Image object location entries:

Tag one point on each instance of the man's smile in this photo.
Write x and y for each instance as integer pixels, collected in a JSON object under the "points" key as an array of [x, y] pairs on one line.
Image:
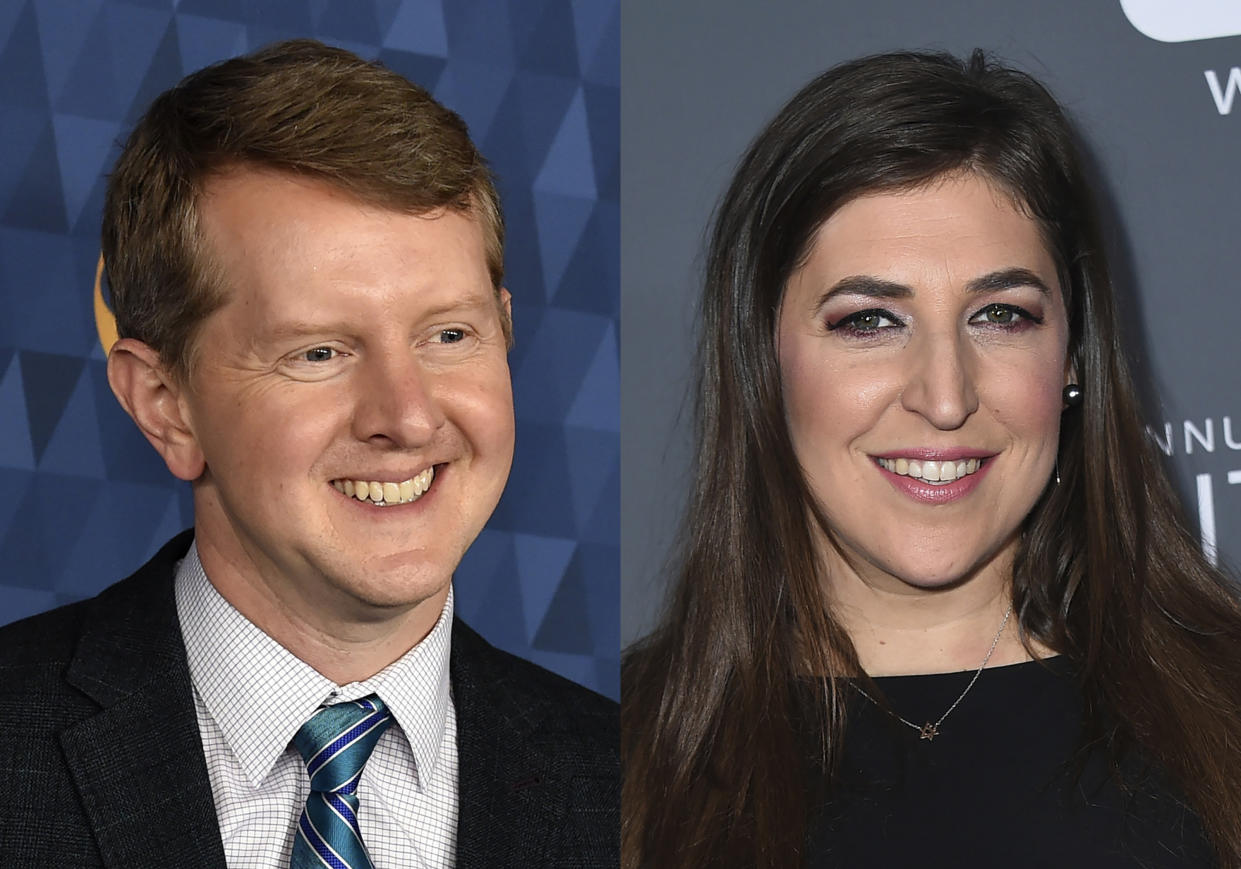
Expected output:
{"points": [[384, 493]]}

### Directions for this task:
Write out all the records above again, requests included, and shift every coordinate in the answers by adding -148 to each number. Leave the pictures out.

### Final answer:
Tag one point on each instance of the man's smile in this photo.
Write x and y for each instance as integer pixels, collected in a JSON object under the "points" key as an array of [x, y] pairs on one line.
Image:
Expected output:
{"points": [[236, 345]]}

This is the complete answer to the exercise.